=== WHAT TO DO ===
Reproduce exactly the lines from the line containing "wooden floor in the photo above." through the end of the records below, including both ends, and nothing else.

******

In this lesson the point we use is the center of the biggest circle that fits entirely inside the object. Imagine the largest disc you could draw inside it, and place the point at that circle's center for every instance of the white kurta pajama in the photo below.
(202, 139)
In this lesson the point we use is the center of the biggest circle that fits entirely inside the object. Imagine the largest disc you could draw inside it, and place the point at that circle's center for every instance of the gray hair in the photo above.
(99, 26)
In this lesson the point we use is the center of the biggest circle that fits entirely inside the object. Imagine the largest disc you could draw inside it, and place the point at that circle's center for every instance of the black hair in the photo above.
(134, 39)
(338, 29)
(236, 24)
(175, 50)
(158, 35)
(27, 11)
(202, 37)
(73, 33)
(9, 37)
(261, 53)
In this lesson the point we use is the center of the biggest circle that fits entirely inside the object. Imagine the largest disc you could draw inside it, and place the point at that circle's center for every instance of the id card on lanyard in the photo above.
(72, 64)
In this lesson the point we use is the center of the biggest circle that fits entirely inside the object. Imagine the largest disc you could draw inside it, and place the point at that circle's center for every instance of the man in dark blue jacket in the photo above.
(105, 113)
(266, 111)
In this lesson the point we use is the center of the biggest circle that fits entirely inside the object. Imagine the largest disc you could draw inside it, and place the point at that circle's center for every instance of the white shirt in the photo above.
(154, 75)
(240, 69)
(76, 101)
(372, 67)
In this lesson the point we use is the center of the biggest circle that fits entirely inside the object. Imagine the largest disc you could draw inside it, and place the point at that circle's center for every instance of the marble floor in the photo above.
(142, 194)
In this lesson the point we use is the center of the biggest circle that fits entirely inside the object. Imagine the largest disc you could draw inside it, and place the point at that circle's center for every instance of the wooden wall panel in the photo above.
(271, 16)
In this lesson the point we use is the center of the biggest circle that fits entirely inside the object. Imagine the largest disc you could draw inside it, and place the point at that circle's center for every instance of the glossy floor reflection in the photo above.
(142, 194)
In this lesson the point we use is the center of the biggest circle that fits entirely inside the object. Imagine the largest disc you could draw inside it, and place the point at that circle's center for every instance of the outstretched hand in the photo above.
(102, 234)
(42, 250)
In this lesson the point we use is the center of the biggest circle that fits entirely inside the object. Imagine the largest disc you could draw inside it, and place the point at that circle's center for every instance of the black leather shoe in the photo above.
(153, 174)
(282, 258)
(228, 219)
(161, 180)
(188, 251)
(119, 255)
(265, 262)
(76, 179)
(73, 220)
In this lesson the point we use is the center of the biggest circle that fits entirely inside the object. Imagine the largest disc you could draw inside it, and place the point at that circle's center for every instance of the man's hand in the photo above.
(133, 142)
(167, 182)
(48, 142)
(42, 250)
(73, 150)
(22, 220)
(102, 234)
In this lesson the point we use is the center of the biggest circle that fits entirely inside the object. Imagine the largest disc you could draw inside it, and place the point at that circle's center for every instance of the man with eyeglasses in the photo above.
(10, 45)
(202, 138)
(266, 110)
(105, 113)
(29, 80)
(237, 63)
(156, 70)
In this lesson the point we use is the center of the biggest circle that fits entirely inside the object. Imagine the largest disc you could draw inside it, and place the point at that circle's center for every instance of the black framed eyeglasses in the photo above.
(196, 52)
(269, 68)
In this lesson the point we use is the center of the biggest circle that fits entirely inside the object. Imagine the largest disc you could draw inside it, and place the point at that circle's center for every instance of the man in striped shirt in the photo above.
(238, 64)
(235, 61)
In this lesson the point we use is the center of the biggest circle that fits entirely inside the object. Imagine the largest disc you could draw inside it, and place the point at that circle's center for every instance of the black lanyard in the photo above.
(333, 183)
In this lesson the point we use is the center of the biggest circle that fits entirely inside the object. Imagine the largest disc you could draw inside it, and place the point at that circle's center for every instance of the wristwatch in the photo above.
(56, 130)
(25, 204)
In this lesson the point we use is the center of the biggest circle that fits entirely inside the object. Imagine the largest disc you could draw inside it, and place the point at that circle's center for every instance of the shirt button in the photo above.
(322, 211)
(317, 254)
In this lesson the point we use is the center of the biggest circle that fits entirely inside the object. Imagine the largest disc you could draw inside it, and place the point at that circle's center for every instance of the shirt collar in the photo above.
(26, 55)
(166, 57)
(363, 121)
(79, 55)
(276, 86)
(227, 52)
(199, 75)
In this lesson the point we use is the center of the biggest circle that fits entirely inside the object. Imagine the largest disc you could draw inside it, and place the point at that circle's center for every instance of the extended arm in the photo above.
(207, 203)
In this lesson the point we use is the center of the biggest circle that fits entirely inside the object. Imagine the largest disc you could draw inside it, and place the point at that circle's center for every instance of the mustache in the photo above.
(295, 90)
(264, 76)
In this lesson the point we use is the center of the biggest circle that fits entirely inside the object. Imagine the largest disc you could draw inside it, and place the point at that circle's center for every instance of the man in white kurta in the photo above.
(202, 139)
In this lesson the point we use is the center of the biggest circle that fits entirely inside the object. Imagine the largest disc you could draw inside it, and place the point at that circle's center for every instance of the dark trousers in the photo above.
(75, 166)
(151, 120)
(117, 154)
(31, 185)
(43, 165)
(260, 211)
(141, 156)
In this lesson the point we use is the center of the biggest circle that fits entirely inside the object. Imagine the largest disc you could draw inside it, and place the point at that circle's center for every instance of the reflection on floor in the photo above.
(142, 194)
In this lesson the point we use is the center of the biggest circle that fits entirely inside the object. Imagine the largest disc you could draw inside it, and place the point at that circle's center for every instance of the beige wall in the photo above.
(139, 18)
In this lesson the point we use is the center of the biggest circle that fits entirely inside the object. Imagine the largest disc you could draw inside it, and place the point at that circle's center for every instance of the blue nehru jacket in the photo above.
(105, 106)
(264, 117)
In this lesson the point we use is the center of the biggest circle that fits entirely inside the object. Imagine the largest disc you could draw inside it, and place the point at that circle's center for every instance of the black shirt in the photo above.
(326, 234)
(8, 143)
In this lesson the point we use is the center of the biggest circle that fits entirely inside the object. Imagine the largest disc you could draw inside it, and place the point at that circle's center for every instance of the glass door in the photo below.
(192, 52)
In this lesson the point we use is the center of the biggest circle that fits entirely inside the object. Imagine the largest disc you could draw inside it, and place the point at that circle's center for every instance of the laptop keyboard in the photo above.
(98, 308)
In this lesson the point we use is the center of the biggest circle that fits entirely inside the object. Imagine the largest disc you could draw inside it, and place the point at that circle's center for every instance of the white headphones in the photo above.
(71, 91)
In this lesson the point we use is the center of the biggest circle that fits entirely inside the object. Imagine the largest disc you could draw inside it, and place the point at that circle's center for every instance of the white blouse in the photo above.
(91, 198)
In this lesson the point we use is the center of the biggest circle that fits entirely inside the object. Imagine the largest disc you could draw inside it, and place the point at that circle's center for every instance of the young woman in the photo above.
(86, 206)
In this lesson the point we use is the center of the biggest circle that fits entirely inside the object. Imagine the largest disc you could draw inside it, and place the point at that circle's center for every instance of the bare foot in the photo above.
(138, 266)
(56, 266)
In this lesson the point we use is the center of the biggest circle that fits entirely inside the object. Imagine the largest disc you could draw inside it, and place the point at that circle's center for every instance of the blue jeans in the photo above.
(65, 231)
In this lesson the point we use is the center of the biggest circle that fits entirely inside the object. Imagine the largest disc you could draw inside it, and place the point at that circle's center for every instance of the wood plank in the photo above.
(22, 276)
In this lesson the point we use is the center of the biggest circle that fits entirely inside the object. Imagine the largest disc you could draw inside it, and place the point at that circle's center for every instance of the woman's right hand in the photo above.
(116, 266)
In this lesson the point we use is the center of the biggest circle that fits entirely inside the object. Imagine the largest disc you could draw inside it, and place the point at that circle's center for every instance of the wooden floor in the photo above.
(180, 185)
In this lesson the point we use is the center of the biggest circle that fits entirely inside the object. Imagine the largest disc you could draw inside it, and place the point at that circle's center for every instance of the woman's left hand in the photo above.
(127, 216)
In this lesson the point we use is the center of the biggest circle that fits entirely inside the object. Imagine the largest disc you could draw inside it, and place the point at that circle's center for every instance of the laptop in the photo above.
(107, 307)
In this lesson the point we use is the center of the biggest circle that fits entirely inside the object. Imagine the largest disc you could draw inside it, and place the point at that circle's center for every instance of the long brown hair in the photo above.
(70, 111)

******

=== PROBLEM SOLUTION ===
In this lesson the point we use is the center of the biggest circle that fits entirely inside the object. Imagine the largest disc you could draw inside it, and place the point at that circle's center for every instance of the wooden floor in the photo above.
(180, 185)
In this lesson the point we use is the center of the biggest circle that fits entirely inside the object. Imagine the largest disc you could draw inside it, and place the point at that circle's center for every instance of the woman's left hand in the photo above.
(127, 216)
In this lesson the point we use is the center of the biggest circle that fits entirely inside the object. Imagine the largest disc you could draw inside it, and place the point at that circle's center for every instance of the laptop in the photo above.
(107, 307)
In this lesson the point we use is the center of the biggest circle that fits entirely inside the object. Imagine the largest disc you could draw inside it, and place the point at that circle's center for every instance of the long brown hair in the photo above.
(70, 111)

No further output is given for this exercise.